▶ What is expected
In the records below, format everything from the line containing "For practice, label the thatched" down to the line containing "For practice, label the white", both included, as a Markdown table. Use the columns No. and Text, with each line's row number and its text, and leave out blank lines.

▶ Provided data

──────

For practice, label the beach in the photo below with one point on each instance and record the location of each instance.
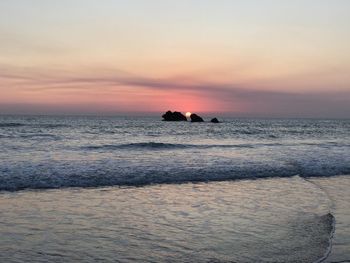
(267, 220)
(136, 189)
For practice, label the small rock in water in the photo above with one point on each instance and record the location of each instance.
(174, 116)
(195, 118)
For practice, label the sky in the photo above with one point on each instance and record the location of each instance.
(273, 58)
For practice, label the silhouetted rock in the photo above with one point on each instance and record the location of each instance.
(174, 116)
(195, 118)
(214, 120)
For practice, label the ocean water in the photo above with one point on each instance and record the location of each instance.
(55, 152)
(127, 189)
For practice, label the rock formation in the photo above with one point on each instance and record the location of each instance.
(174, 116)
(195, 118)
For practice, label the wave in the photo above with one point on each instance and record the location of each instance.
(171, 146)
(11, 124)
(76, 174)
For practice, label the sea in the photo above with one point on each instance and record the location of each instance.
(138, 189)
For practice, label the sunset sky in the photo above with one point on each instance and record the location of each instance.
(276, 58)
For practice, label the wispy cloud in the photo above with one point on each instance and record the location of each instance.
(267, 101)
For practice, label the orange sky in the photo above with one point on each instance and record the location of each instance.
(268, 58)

──────

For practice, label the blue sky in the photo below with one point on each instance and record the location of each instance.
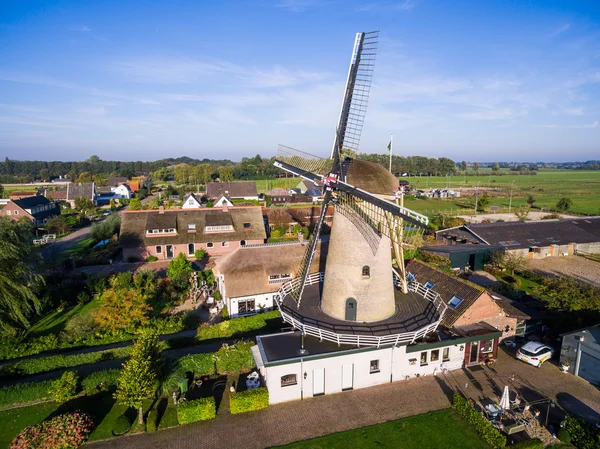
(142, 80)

──────

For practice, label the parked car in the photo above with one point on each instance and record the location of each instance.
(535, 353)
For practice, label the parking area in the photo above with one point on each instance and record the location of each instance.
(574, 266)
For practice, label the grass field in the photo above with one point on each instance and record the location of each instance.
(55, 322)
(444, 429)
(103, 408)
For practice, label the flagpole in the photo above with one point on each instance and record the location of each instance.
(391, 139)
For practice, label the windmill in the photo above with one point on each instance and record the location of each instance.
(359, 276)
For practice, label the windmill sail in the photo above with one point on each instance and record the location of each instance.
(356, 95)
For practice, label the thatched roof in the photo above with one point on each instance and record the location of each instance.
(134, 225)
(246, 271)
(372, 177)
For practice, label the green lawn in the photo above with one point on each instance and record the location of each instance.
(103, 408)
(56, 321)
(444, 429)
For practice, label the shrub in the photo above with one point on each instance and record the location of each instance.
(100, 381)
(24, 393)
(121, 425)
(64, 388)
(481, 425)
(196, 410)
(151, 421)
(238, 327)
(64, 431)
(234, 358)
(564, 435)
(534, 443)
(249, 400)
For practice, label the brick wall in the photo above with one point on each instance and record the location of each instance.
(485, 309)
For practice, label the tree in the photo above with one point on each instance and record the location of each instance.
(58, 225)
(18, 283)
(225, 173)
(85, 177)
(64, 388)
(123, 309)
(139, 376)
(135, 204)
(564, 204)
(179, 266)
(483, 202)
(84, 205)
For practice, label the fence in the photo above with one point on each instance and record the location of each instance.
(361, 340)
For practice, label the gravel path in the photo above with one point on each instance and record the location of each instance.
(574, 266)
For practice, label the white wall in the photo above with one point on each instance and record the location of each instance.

──────

▶ Complete response
| No. | Text |
|---|---|
| 1 | For practice, label the thatched roof in the photo above with one point on each instance and record the location of each instance. |
| 2 | (134, 225) |
| 3 | (246, 271) |
| 4 | (372, 177) |
| 5 | For practice, label the green lawn in the photo above with one point on each instance and record the location of each instance. |
| 6 | (103, 408) |
| 7 | (56, 321) |
| 8 | (444, 429) |
| 9 | For practice, label the shrub in the photo above with one point on each instance and record the location of each instance. |
| 10 | (100, 381) |
| 11 | (24, 393) |
| 12 | (121, 425) |
| 13 | (64, 388) |
| 14 | (481, 425) |
| 15 | (196, 410) |
| 16 | (151, 421) |
| 17 | (238, 327) |
| 18 | (64, 431) |
| 19 | (234, 358) |
| 20 | (564, 435) |
| 21 | (534, 443) |
| 22 | (249, 400) |
| 23 | For practice, label the brick wall in the photo above with one point on each instance and record the location of each instance. |
| 24 | (485, 309) |
| 25 | For practice, label the tree in the photo above with one point on each instance and record the location of each instance. |
| 26 | (58, 225) |
| 27 | (18, 283) |
| 28 | (225, 173) |
| 29 | (85, 177) |
| 30 | (64, 388) |
| 31 | (123, 309) |
| 32 | (139, 376) |
| 33 | (135, 204) |
| 34 | (564, 204) |
| 35 | (179, 266) |
| 36 | (483, 202) |
| 37 | (84, 205) |
| 38 | For practice, label the fence in the photo above with one point on each instance and record the location of each instance. |
| 39 | (361, 340) |
| 40 | For practice, label the gravel path in the photo above with one point on each instance and record the location of each instance. |
| 41 | (574, 266) |
| 42 | For practice, label the white wall in the photo above with one point on each instance and record the location of each instance. |